TEXT SEGMENT Start Marker

Freezing

I am a “woman trapped in a man’s body”. Except I am not. Brian Cox refutes concepts of ghosts, souls, minds separate from the brain with CERN, the particle accelerator. CERN shows how baryonic matter- electrons, neutrons, protons- interact. It excludes any spiritual stuff exerting an influence on those protons. If they did, CERN would have observed it.

Do I have a “woman’s brain”? It is unclear, and strongly disputed. Last century, neurologists observed how people with impairments had particular damage to the brain, and deduced that the damaged part had the function impaired; but now we learn of brain plasticity, where experience alters the brain itself. It is hard to distinguish the effects of nature and nurture. Women give birth, and are generally though not universally smaller and weaker than men. I cannot name a single characteristic of women but not of men which I share with women, otherwise than by medical or surgical intervention. Some cis men are more “feminine” than some women.

I would rather think of it as a matter of desire. I desire to express myself in this way. I only know my true nature from how I behave, though I might have potentialities which I have not developed because of circumstances. Given my circumstances, I choose to behave in this way.

TEXT SEGMENT End Marker
INPUT DATA Start Marker

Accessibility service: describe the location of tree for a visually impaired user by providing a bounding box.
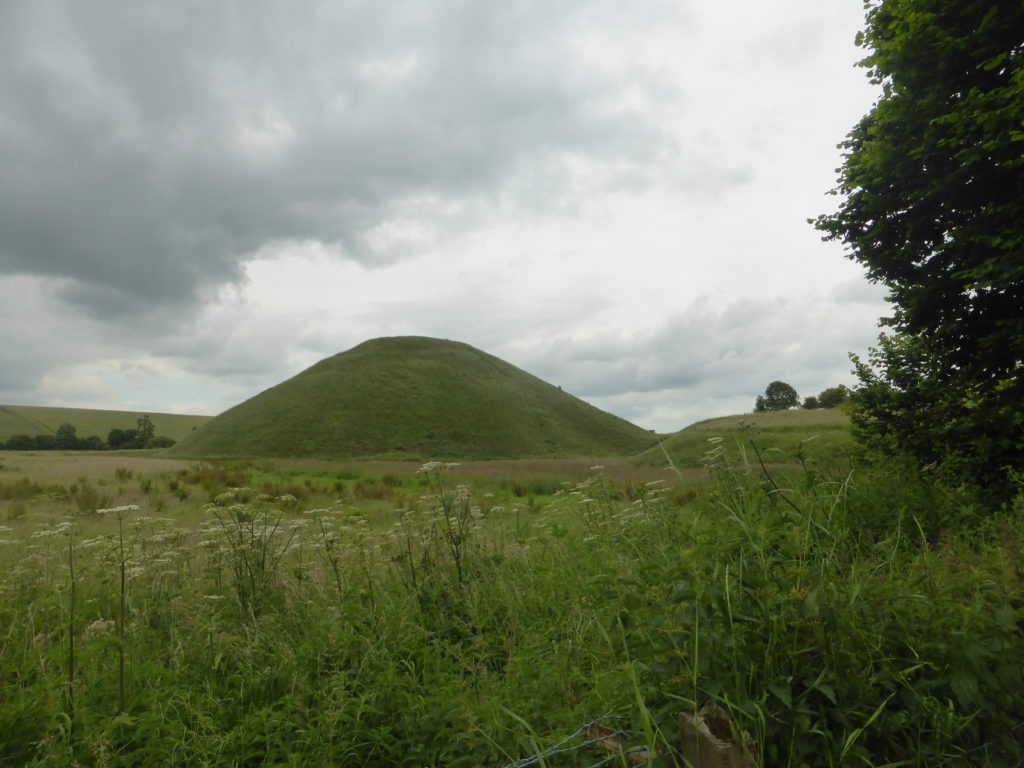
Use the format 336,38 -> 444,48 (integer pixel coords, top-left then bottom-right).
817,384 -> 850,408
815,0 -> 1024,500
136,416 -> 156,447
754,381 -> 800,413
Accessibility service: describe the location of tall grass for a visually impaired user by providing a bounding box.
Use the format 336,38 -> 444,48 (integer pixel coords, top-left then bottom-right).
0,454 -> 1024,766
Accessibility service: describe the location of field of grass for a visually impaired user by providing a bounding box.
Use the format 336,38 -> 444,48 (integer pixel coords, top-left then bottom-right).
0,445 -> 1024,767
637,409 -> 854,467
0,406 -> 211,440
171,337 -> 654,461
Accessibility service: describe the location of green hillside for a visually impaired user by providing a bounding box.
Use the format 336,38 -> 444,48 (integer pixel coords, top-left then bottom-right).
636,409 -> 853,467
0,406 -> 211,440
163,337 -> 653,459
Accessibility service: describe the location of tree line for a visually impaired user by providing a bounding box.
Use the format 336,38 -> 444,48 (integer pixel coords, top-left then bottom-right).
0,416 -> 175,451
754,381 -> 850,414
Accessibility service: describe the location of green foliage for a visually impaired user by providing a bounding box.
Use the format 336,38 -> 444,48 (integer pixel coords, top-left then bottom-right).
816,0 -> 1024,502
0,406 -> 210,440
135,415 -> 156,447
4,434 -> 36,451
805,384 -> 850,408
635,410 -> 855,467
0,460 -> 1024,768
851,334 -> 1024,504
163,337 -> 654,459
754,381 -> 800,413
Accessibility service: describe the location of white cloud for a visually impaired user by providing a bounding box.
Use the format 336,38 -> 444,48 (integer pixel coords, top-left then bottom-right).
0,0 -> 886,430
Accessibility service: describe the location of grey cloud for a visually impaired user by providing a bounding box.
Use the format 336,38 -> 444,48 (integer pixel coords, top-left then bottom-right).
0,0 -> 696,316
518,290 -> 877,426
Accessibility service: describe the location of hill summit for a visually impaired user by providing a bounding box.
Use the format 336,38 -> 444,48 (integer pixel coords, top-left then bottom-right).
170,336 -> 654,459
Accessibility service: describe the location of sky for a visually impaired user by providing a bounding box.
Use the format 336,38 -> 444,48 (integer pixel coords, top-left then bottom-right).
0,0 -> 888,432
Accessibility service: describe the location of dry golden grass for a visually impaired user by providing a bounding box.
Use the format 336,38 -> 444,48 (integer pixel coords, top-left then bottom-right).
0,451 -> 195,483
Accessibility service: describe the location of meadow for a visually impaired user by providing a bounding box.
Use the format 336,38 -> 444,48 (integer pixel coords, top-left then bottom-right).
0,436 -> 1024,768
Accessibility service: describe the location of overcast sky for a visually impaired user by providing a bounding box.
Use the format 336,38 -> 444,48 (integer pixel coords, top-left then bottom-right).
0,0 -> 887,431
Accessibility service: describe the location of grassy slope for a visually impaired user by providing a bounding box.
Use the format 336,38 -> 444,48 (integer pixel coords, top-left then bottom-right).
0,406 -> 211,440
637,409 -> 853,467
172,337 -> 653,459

INPUT DATA End Marker

- _BRIEF 1_: List the kinds of baryonic matter named in the piece titled "Freezing".
- _BRIEF 2_: Extend the piece titled "Freezing" by writing what follows its final sentence.

- _WRITTEN ANSWER 1_: Electrons, neutrons, protons

- _WRITTEN ANSWER 2_:
We know it is an ancient and wide-spread behaviour. Deuteronomy 22:5 forbids it. People do it spontaneously, and culture forms around it: in Norse mythology it is simply a disguise, to achieve a manly end by deception, not self-expression as an end in itself. It was more important to me than anything else in the world. And before that, resisting the desire felt like a matter of life and death to me.

I remain at war with myself. It seems to me I have a kernel- or colonel, giving orders, which will not be denied- with particular feelings and responses, and overlaid on that responses to the underlying feelings. Desire, and terror or revulsion, which led me in the 1990s to buy clothes then throw them out a score of times, and now-

Now, I freeze and go into avoidance behaviour. Deep Space Nine on TV, again, and as I have forgotten it and did not watch much of the later seasons, and have a lot of time, I watch it. In Profit and Lace, Grand Negus Zek decrees that females can leave their houses and seek profit like males, and Quark has surgery to appear female in order to- achieve something plot-based, but mostly produce laughter and embarrassment as well as a few gender-political points. I found it embarrassing. There is Nog, running, desperately trying to whatever, and I reached for the NYT to take my mind off it. Then I paused it, and considered- I can watch it, stop it, or pay it a little attention while I glance at opinion articles. I do not want to watch it as it embarrasses me. I do not want to stop it, because I do not want to (appear to myself to be) running from it. That would be- cowardly, or something. I picked up the computer, saw this was avoidance activity, take my mind off the original issue, and could not decide to put it down or read it.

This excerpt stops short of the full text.